ПЕРЕЧЕНЬ ЗАДАНИЙ:
[1] Где и в каком году издана монография американского литературоведа, на которую ссылается В. Котельников во фрагменте о его статье «Достоевский и Иван Киреевский»?
[2] Продолжите фрагмент о статье В. Котельникова «Достоевский и Иван Киреевский» после его последнего предложения.

ФРАГМЕНТ ТЕКСТА:

──────────────────────────────

В этой связи можно было бы только приветствовать основательно аргументированную работу В. Котельникова «Достоевский и Иван Киреевский». Автор в целом убедительно намечает точки их соприкосновения, говорит об идейной перекличке, об «известной близости», а местами даже о «внутренней общности». Названная работа заслуживает специального неторопливого и обстоятельного разговора. Скажем, однако, что, выдвинув и решительно сформулировав ряд важных и ответственных положений, касающихся Ивана Киреевского (во многих эпизодах его внутренней жизни, по словам автора, «уже проступают те характерные черты русского сознания середины XIX века, которые сделаются важнейшими мотивами всего «человековедения» и творчества Достоевского»), настаивая на том, что философское мышление Ивана Киреевского «имело последовательный ценностный характер» 28 и т. д., В. Котельников, по сути, обходился без некоторых обязательных для советского литературоведения категорий социально-классовой оценки. Так, он пишет о «чуткости Ивана Киреевского к жизни», о необыкновенном сознании им настоящего момента русской истории, ссылаясь на разные источники, начиная от переписки Т. Грановского, изданной в 1887 году, и до монографии американского литературоведа, увидевшей свет в Кембридже в 1972 году. И приходит к выводу: «сама ключевая концепция Киреевского», его идея «цельности бытия», «цельности сознания», «закономерно вырастает в 1840 – 1850-е годы из насущных потребностей русской «жизни действительной»: противостоять нравственному и социально-психологическому распаду общества, восстановить органический характер исторического развития, направить личность к деятельному добру» 29.

Но что стоит за словом, дозволено спросить. Какое объективно-историческое, реальное, конкретное содержание вложено во все эти понятия, что мыслится, например, под тем же «органическим характером исторического развития»?

Пренебрегая испытанными временем методологическими принципами нашей науки о русской литературе и русском общественном сознании, невозможно сколько-нибудь определенно очертить границы «гражданских позиций», сближавших, по утверждению исследователя, Ивана Киреевского и Достоевского. Опираясь на высказывания первого, относящиеся к середине 50-х годов, и второго, зафиксированные во второй половине 70-х, В. Котельников приходит к заключению: «Выявление в социально-политическом кризисе огромных духовных возможностей нации, открытие новых перспектив в ее историческом движении – вот что предсказывают, на что надеются Киреевский и Достоевский в связи с грядущими столкновениями России и Запада» 30.

Ограничимся, пожалуй, этими цитатами. Тезисы о надеждах и пророчествах Киреевского и о созвучной им вере Достоевского в будущее России не нашли в статье В. Котельникова достаточно четкой социально-классовой и конкретно-исторической трактовки. Остается надеяться, что в своих последующих, более развернутых публикациях на серьезно заявленную тему автор преодолеет этот заметный методологический изъян.

──────────────────────────────

Записи данных:

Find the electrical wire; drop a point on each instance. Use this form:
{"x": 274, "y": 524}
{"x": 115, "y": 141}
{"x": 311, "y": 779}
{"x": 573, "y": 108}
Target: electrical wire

──────────────────────────────

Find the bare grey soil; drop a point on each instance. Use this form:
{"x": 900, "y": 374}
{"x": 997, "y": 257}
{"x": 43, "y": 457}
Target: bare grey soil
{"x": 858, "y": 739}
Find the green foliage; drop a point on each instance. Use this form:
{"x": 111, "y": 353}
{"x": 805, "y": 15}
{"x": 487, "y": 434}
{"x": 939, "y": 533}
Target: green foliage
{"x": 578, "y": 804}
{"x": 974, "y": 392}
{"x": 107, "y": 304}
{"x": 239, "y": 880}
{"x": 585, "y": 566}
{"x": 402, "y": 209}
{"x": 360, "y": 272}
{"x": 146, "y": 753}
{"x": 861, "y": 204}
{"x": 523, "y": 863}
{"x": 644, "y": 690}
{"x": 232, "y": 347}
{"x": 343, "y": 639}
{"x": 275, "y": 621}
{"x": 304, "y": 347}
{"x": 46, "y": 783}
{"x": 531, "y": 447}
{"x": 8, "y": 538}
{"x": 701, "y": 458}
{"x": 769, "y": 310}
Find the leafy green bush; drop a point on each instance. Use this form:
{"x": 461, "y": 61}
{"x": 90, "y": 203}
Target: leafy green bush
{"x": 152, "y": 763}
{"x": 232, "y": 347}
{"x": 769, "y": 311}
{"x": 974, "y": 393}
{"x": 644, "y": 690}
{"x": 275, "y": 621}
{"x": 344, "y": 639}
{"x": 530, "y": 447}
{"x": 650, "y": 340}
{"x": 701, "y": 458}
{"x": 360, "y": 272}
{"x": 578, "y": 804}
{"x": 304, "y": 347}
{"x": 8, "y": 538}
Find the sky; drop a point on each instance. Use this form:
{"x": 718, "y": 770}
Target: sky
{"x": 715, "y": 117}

──────────────────────────────

ОТВЕТЫ К ЗАДАНИЯМ:
[1] В Кембридже в 1972 году.

[2]
5

Неравноценность напечатанного в «год Достоевского» показывает, насколько актуальной, животрепещущей остается проблема методологического качества филологического анализа.

В статье «Об общественной ответственности литературоведения» Д. Лихачев писал, что недостаточно четкое разграничение задач собственно исследовательских и популяризаторских остается едва ли не главным изъяном наших литературоведческих работ. Возникают «гибриды, главный недостаток которых – наукообразность», способная резко снизить академический уровень науки или вытеснить науку вовсе. В то же время «унять экстремистские силы в борьбе за культурное наследство может только высокая наука: детальное филологическое изучение произведений литературы, текстов и их языка, доказательность и непредвзятость аргументов, методическая и методологическая точность» 31.

В наиболее значительных и зрелых публикациях юбилейного года, как правило, широко использованы принципы «конкретного литературоведения» с его неуклонным требованием тщательного изучения истории текста как основы объективной, единственно верной интерпретации произведения, а в конечном результате – эстетического идеала писателя, его нравственной позиции. Понятно, что и популяризаторство, свою очередь допустимо лишь с соблюдением научной добросовестности.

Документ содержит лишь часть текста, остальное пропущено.